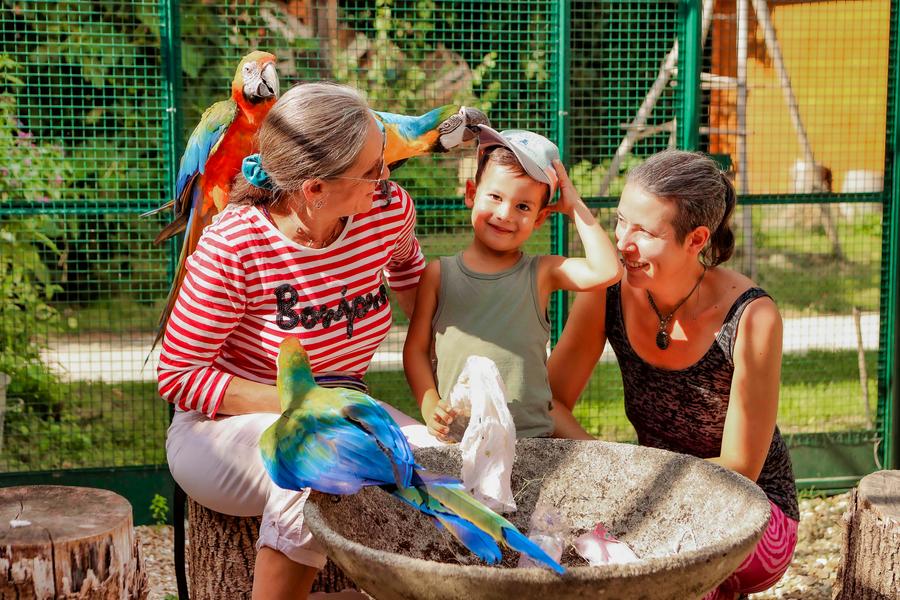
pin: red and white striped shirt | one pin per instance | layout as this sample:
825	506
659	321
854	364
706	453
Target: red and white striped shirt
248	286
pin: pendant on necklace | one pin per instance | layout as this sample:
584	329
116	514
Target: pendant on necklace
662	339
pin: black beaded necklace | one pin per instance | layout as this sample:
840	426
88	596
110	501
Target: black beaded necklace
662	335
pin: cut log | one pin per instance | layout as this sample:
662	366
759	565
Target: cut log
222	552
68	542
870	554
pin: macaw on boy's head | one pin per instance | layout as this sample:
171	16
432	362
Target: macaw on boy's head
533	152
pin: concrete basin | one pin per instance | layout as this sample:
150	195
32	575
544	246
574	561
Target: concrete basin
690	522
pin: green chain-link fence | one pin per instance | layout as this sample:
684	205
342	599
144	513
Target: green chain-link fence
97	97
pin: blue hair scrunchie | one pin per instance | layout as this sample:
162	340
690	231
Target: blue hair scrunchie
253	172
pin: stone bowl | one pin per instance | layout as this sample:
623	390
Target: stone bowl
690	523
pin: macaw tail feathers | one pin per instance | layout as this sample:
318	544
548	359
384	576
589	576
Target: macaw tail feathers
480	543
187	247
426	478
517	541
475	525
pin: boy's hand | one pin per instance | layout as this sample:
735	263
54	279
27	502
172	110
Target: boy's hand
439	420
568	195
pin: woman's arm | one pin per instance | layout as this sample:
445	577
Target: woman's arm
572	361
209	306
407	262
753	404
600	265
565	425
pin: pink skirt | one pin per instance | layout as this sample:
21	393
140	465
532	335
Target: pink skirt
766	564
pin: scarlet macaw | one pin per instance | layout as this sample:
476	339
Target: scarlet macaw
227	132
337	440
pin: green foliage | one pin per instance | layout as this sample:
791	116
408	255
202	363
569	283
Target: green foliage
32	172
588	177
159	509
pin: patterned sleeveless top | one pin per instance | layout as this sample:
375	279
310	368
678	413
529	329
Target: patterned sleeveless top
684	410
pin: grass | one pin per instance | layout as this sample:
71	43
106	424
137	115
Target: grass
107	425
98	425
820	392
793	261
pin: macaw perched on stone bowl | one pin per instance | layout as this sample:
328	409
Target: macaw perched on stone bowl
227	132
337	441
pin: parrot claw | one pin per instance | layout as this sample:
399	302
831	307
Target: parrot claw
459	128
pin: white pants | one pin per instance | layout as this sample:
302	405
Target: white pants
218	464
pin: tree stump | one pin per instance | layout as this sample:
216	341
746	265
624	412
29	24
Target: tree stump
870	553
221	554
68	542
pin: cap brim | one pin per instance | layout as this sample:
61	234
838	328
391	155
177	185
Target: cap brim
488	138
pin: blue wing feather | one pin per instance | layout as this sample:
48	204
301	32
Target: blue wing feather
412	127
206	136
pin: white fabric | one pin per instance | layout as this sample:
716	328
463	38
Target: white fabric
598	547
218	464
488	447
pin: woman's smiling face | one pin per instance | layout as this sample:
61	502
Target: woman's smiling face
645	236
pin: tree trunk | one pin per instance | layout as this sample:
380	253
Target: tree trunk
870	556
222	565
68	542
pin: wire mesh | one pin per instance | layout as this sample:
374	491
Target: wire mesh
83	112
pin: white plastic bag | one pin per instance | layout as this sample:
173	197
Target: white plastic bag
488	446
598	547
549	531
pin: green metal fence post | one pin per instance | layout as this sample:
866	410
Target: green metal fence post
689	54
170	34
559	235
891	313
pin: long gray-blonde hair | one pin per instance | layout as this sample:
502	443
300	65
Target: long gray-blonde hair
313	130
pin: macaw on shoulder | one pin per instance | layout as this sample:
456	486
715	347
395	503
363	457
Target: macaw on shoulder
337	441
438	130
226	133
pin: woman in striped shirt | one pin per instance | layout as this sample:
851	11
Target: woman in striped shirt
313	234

----

* **Aim**:
Repeat each entry exactly as it appears; skip any picture.

* **Response to the task**:
pin: red and white striped shirt | one pin per instance | layout as this sample:
825	506
659	321
854	364
706	453
Target: red and white striped shirt
248	286
pin: pendant on necklace | one pin per instance | layout as this sample:
584	329
116	514
Target: pendant on necklace
662	339
pin: black beaded necklace | one pin per instance | layout as this sample:
840	426
88	596
110	501
Target: black beaded necklace
662	335
pin: cut log | one pin per instance | layout as this sample:
662	366
759	565
Target: cut log
222	552
68	542
870	554
pin: macaw on boy's head | one pin per instance | layout as this sample:
171	16
432	362
Target: macaw on boy's head
533	152
pin: concrete basin | one pin per instance | layout as this sample:
150	195
32	575
544	246
574	561
Target: concrete basin
690	522
pin: green chain-link fence | one pin per instance | layout as this sample:
684	205
342	599
144	513
Target: green chain-link fence
97	97
pin: blue hair scrunchie | one pin per instance | layout as this sample:
162	340
690	231
Target: blue hair scrunchie
253	172
pin: stone bowl | one pin per instance | layout as this sample:
623	390
Target: stone bowl
690	523
pin: macaw tail feathers | one pin per instance | layout as this sample:
318	544
548	359
384	576
589	576
Target: macaw tail feathers
480	543
187	247
426	478
517	541
475	525
pin: boy's hand | one pin per instance | layout as this sample:
735	263
54	279
27	502
172	110
Target: boy's hand
439	420
568	195
pin: woman's arm | one pin per instance | layout as this sample:
445	577
Target: woman's arm
572	361
209	306
407	262
753	404
600	265
565	425
pin: pink skirt | one pin per instance | layout as this sample:
21	393
140	465
532	335
Target: pink skirt
766	564
pin: scarlet macaw | one pin per instance | layout as this sample:
476	339
Target: scarlet macaw
227	132
337	440
pin: green foliage | one pin per instance | layout as this sample:
791	116
408	255
202	363
569	283
Target: green foliage
32	172
588	177
159	509
pin: patterned sleeveless top | one pin per instance | layout as this sample:
375	279
310	368
678	413
529	329
Target: patterned sleeveless top
684	410
pin: grass | one pin per instance | layout as this sample:
71	43
106	424
137	115
Target: grass
107	425
98	425
820	392
793	261
pin: macaw perched on stone bowl | one pin per instance | layout as this sample:
328	409
Target: macaw perched on stone bowl
227	132
337	441
pin: parrot claw | one pin per instance | layout as this sample:
399	302
831	307
Target: parrot claw
459	128
pin: white pants | one pin per instance | layout as this sample:
302	405
Target: white pants
218	464
pin: tree stump | one pin per instance | layout as this sample:
216	341
746	265
624	412
29	24
Target: tree stump
870	553
221	554
68	542
pin: cap brim | one pin per instance | layout as this sample:
61	234
838	328
391	155
177	185
Target: cap brim
488	138
pin: blue wing feather | one pin per instance | layout as this sample:
48	204
301	32
Target: blue wing feather
412	127
206	136
pin: white fabric | one pin per instance | layout as this sample:
716	328
463	38
Target: white fabric
598	547
218	464
488	447
pin: woman's smiling face | one pin per instance | layout as this sample:
61	502
Target: woman's smiling face
645	236
pin: tree trunk | one pin per instance | layout as this sample:
380	253
Target: tree trunk
870	556
222	565
68	542
pin: wire mesh | one pin per instance | layout as this sample:
374	491
Target: wire mesh
83	112
pin: white plastic bag | one pin per instance | layout as this sample:
173	197
Target: white plastic bag
488	446
598	547
549	531
pin: green metal fence post | one pin per instance | layout as this sample:
866	410
Target: green metal fence post
689	54
170	34
559	235
891	313
pin: long gray-blonde hair | one pin per instance | layout as this sample:
502	443
300	65
Target: long gray-blonde hair
313	130
pin: macaw on shoulder | one pin per instance | layout as this sample:
456	486
715	347
395	503
363	457
Target: macaw on shoulder
337	441
438	130
226	133
pin: woman in striped shirt | one pin per instance | layout as this sample:
851	11
Target: woman in striped shirt
313	234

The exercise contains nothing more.